Given instruction A = Rewrite the part of the entries that opens with the line containing "the player's face" and closes with the line containing "[(264, 69)]", replacing "Target" with "Object" and leaving everything else unchanged. Return only those lines.

Page extract =
Data Analytics :: Advanced Analytics (BANA 4373)

Data Analytics

Binder

Welcome! You have just launched a live example of an Jupyter Notebook. The notebook is an open-source, interactive computing environment that lets you combine live code, narrative text, mathematics, plots and rich media in one document. Notebook documents provide a complete reproducible record of a computation and its results and can be shared with colleagues (through, for example, email, web-hosting services such as GitHub, Dropbox, and nbviewer).

Adapted from the Nature IPython Interactive Notebook demo.

You can edit anything in this temporary demonstration notebook, including the text you are reading.

Jupyter is a way of computing and doing data science right on your browser. It gives you a Notebook — this document we’re looking at now.

A Jupyter Notebook can contain: formatted text, images, videos, pretty math equations, and executable computer code. By “executable,” we mean that you run the bits of code, right in the document, and get some output displayed for you. This interactive way of computing, mixed with the text, allows you to tell a story (even to yourself) with extra powers!

Jupyter Notebook App

If you are not running Jupyter locally on your computer (or on some cloud-hosted service), and want to see what the Jupyter Notebook App looks like, you can always try it at: https://try.jupyter.org.

Basic Python code and plotting

The box below (known as a code cell) contains the Python code to plot $y=x^2$ over the range [0,5]. The blue comments preceded by # explain what the code does.

To run the code:

  1. Click on the cell to select it.
  2. Press SHIFT+ENTER on your keyboard or press the play button in the toolbar above.

A full tutorial for using the notebook interface is available here.

Typing [shift] + [enter] will execute the cell and give you the output in a new line, labeled Out[1] (the numbering increases each time you execute a cell).

Try it! Add a cell with the plus button, enter some operations, and [shift] + [enter] to execute.

# Import matplotlib (plotting) and numpy (numerical arrays).

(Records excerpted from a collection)

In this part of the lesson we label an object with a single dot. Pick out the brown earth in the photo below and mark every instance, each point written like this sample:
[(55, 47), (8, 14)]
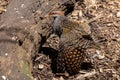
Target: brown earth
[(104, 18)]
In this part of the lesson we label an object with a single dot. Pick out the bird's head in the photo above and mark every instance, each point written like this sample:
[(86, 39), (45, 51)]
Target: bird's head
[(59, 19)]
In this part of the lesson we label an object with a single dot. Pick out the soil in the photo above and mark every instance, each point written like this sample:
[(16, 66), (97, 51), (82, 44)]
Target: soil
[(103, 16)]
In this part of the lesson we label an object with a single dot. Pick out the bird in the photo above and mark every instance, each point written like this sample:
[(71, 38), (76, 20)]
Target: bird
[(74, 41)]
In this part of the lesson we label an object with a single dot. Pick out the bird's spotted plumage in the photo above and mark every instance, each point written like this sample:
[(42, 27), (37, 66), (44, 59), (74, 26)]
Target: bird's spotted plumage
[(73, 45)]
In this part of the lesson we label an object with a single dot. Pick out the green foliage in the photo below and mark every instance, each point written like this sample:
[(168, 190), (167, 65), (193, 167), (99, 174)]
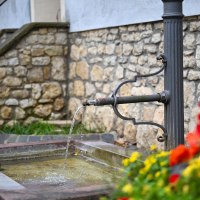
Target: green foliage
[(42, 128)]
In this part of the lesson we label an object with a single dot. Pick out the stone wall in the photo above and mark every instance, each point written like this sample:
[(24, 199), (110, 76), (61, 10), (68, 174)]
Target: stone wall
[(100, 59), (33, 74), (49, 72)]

---

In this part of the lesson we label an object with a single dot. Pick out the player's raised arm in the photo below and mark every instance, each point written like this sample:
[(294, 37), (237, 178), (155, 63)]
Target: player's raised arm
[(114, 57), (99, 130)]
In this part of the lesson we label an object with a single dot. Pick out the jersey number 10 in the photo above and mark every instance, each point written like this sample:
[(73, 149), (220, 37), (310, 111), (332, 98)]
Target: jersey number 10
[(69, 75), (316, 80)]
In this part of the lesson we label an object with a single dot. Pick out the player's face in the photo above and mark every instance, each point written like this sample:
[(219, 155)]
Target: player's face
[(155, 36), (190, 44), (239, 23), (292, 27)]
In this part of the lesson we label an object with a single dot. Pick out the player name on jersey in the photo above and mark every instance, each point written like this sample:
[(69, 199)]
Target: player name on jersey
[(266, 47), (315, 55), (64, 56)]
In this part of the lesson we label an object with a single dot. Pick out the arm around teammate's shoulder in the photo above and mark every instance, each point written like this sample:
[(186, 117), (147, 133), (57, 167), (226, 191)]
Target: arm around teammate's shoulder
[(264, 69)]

* * *

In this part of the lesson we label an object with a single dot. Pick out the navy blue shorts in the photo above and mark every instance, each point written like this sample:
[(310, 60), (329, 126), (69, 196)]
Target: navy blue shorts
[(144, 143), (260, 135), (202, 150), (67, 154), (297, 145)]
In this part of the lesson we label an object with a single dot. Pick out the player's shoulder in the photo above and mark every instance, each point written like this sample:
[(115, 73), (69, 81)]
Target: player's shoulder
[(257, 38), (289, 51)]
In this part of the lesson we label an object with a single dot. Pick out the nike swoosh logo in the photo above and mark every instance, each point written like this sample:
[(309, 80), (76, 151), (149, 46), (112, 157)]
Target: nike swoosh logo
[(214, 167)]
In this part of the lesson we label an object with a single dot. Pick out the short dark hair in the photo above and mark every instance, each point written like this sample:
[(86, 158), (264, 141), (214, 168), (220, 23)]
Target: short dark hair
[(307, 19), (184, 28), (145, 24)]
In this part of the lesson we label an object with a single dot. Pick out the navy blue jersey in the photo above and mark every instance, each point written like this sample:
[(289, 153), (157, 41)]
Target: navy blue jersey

Given instruction B = In the Jupyter Notebook introduction, what label is given to the new output line when a cell is executed with [shift] + [enter]?

Exercise output A =
In this part of the lesson we label an object with a single dot. Pick out the player's face in the photo above and mark every instance, each point written like this sample:
[(219, 155)]
Object: player's face
[(155, 36), (190, 44), (239, 23), (292, 27)]
In this part of the lesson we label an object with a single dot. Pick out the player name on jersey in the photo above and mark every instance, each point written like this sample:
[(69, 199)]
Object: player name on jersey
[(266, 47), (315, 55), (64, 56)]
In this part of the lesson we label an object with a single dot. Pick out the arm around teammate's shoulder in the photo above and mark every instance, each point written like this sample:
[(186, 117), (147, 133), (57, 167), (226, 191)]
Object: arm around teammate's shoulder
[(264, 69)]

Exercise output B = Out[1], with the number increasing each time a cell is executed.